--- Information supplied ---
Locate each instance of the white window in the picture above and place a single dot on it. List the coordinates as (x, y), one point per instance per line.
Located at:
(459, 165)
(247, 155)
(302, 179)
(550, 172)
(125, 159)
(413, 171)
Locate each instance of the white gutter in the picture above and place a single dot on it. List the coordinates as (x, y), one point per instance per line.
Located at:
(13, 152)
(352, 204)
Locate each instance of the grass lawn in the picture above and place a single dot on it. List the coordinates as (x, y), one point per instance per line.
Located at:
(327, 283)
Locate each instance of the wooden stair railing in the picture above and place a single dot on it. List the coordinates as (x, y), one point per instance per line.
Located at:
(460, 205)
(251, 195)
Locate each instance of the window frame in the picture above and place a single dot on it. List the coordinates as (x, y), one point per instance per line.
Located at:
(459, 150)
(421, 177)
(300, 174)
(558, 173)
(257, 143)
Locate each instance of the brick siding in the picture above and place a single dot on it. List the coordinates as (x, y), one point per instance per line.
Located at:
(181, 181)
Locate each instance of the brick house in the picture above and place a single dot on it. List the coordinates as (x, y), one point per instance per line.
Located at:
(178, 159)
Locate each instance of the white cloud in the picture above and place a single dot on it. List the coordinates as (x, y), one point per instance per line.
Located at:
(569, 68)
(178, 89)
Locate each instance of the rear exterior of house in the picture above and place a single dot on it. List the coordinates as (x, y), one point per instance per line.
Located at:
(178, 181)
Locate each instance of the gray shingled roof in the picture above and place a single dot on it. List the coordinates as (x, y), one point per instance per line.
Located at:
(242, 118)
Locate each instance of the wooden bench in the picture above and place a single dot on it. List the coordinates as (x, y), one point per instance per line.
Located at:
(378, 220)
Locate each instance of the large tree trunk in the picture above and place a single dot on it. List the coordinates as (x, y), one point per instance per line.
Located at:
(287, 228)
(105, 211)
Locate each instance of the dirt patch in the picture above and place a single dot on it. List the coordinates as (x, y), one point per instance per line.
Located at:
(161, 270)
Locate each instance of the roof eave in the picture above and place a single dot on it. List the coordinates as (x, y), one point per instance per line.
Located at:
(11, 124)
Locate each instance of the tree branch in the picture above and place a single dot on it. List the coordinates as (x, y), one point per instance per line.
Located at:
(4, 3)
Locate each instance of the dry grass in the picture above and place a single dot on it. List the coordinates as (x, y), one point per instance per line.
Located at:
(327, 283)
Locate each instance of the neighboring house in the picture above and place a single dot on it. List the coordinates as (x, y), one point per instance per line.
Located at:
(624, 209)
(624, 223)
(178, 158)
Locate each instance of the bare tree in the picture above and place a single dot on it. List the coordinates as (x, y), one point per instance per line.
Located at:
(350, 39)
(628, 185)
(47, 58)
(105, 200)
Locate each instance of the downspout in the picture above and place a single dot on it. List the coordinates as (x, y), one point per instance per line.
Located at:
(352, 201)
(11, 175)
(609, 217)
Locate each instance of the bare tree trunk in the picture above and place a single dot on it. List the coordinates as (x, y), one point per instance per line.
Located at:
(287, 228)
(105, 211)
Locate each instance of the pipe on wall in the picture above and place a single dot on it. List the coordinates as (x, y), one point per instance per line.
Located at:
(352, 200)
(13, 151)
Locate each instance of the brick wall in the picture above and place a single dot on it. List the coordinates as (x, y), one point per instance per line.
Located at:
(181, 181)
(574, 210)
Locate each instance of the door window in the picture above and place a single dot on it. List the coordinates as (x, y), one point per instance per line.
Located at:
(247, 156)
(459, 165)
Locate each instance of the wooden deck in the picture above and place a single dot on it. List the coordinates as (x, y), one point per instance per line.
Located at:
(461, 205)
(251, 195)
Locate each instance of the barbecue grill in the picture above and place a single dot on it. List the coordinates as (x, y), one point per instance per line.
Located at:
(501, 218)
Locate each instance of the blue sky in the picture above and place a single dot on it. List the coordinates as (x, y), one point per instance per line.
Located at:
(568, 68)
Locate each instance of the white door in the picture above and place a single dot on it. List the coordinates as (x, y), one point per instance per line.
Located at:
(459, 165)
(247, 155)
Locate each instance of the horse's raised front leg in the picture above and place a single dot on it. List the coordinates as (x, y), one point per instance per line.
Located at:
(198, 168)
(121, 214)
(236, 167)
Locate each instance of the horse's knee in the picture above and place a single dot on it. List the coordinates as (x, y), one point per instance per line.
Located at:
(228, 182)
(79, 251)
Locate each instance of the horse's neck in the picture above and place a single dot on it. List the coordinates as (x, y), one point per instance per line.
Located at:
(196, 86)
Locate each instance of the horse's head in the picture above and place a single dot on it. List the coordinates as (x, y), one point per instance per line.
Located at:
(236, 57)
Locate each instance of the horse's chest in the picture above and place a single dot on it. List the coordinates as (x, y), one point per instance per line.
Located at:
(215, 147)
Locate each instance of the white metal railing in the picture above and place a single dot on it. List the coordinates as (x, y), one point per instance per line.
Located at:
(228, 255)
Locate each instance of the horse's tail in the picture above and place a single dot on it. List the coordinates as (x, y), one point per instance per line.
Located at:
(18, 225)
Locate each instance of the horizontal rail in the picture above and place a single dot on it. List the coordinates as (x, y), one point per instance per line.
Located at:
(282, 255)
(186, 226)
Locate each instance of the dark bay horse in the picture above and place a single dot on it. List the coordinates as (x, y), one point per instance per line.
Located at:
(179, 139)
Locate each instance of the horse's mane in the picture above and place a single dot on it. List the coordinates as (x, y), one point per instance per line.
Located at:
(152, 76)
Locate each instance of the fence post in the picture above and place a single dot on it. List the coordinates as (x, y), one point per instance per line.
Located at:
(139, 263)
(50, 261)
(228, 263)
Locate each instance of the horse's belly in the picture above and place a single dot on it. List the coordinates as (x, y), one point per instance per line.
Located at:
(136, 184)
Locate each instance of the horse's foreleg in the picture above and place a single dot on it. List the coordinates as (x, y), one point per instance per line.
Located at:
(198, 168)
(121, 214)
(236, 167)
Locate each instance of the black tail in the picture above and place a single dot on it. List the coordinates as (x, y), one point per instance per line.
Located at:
---
Look above for the line containing "Locate each instance of the fence", then transcribe it and all lines after it through the last, exactly and with nothing else.

Locate each instance of the fence post in the picture above and place a single dot on it. List the coordinates as (x, y), one point per instance per line.
Located at:
(139, 263)
(50, 261)
(228, 263)
Locate each instance of the horse's belly in the picture above and place a single dot on it. List the coordinates as (x, y), one point per instance per line.
Located at:
(136, 184)
Locate each instance of the horse's foreleg in the picture above and place a single dot on it. List the coordinates as (x, y), one point per instance per line.
Located at:
(198, 168)
(121, 214)
(236, 167)
Locate each instance of the black tail in the picture above and place a single dot on it. List the coordinates as (x, y), one point per instance per line.
Located at:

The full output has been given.